Entries taken from a collection |
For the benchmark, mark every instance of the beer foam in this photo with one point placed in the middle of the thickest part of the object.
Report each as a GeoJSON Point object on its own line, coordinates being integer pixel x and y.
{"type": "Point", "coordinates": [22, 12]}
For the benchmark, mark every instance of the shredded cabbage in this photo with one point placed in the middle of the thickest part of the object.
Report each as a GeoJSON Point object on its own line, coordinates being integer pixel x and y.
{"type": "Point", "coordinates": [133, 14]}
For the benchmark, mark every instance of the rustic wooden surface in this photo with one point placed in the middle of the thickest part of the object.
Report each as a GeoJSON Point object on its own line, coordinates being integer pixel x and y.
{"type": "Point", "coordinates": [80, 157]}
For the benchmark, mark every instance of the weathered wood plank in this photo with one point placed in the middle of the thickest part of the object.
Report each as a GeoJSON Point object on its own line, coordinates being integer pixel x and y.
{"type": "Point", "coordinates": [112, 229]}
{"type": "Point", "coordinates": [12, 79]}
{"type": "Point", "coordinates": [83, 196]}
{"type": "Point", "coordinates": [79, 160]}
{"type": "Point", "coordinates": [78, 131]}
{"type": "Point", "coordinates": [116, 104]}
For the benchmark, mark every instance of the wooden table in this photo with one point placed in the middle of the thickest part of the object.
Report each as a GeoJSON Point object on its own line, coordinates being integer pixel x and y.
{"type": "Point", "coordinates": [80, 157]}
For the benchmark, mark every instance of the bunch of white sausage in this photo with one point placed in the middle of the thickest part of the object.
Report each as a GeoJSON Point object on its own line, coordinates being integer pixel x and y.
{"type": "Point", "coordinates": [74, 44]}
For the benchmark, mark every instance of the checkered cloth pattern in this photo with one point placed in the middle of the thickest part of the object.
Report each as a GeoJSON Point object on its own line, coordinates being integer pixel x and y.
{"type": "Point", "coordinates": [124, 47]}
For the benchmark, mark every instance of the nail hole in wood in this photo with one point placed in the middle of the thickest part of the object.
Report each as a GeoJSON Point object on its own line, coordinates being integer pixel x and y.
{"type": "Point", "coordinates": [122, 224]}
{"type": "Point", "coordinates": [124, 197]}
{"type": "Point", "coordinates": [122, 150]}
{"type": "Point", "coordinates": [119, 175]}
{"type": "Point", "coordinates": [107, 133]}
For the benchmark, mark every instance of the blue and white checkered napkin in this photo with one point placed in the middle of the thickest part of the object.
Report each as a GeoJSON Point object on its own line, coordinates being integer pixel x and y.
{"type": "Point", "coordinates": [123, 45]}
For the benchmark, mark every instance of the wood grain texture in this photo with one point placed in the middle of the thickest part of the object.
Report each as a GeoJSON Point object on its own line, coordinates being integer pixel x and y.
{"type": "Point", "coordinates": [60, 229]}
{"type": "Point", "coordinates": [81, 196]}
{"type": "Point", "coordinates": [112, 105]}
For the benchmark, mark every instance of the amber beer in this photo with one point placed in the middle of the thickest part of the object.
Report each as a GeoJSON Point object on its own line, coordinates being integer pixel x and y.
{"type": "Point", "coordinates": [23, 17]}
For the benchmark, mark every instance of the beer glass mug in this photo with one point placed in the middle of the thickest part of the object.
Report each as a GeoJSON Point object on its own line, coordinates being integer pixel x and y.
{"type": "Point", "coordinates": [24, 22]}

Given task | Copy out all of the lines above word for word, leaving nothing out and changing nothing.

Output below |
For the benchmark, mark every instance of the beer foam in this photo with one point placed in the middle of the thickest part of the object.
Report each as a GeoJSON Point object on its own line, coordinates being integer pixel x and y.
{"type": "Point", "coordinates": [22, 12]}
For the benchmark, mark every instance of the shredded cabbage in this photo with one point placed in the middle of the thickest part of the object.
Report each as a GeoJSON Point object on its own line, coordinates being integer pixel x and y.
{"type": "Point", "coordinates": [133, 14]}
For the benchmark, mark every instance of the rustic wooden surface in this photo with one point placed in the middle of the thickest part of the object.
Report each as a GeoJSON Point object on its own line, coordinates being integer pixel x and y.
{"type": "Point", "coordinates": [80, 157]}
For the benchmark, mark every instance of the weathered wood plank in this photo with one point placed in the middle of the thickest part of the object.
Report each as a GeoJSON Point object on its own line, coordinates being integer pixel x and y.
{"type": "Point", "coordinates": [112, 229]}
{"type": "Point", "coordinates": [12, 79]}
{"type": "Point", "coordinates": [83, 196]}
{"type": "Point", "coordinates": [79, 160]}
{"type": "Point", "coordinates": [78, 131]}
{"type": "Point", "coordinates": [116, 104]}
For the benchmark, mark every instance of the wooden table in this photo with one point placed in the middle of the thickest part of the object.
Report each as a GeoJSON Point object on its own line, coordinates being integer pixel x and y.
{"type": "Point", "coordinates": [80, 157]}
For the benchmark, mark every instance of the bunch of white sausage in this photo with one point placed in the middle of the thickest part of the object.
Report each as a GeoJSON Point object on its own line, coordinates being integer pixel x and y.
{"type": "Point", "coordinates": [74, 44]}
For the benchmark, mark every instance of the checkered cloth pattern in this photo with one point placed in the middle of the thickest part of the object.
Report each as a GeoJSON Point object on its own line, coordinates being integer pixel x and y.
{"type": "Point", "coordinates": [124, 47]}
For the benchmark, mark every instance of the nail hole in wood in this photo with one point placed in the middle of the thickest part of the object.
Report each as a GeoJSON Point object on its own line, coordinates being integer pixel x and y.
{"type": "Point", "coordinates": [122, 224]}
{"type": "Point", "coordinates": [124, 197]}
{"type": "Point", "coordinates": [122, 150]}
{"type": "Point", "coordinates": [119, 175]}
{"type": "Point", "coordinates": [107, 133]}
For the benchmark, mark every instance of the blue and white checkered napkin in this photo with one point placed in the middle of the thickest part of the object.
Report each as a GeoJSON Point object on its own line, coordinates being integer pixel x and y.
{"type": "Point", "coordinates": [123, 45]}
For the benchmark, mark every instance of the wood grain texture in this photo with one point placed in the middle of the thickest part of the object.
Report each as a GeoJSON Point object on its own line, coordinates being integer pixel x and y.
{"type": "Point", "coordinates": [60, 229]}
{"type": "Point", "coordinates": [81, 196]}
{"type": "Point", "coordinates": [112, 105]}
For the benchmark, mark every instance of the amber beer in this photo with one point placed in the middle of the thickest part of the object.
Report each as a GeoJSON Point object on its own line, coordinates being integer pixel x and y.
{"type": "Point", "coordinates": [23, 17]}
For the benchmark, mark every instance of the beer glass mug in this photo with one point placed in the middle of the thickest part of the object.
Report each as a GeoJSON Point object on its own line, coordinates being integer pixel x and y.
{"type": "Point", "coordinates": [24, 22]}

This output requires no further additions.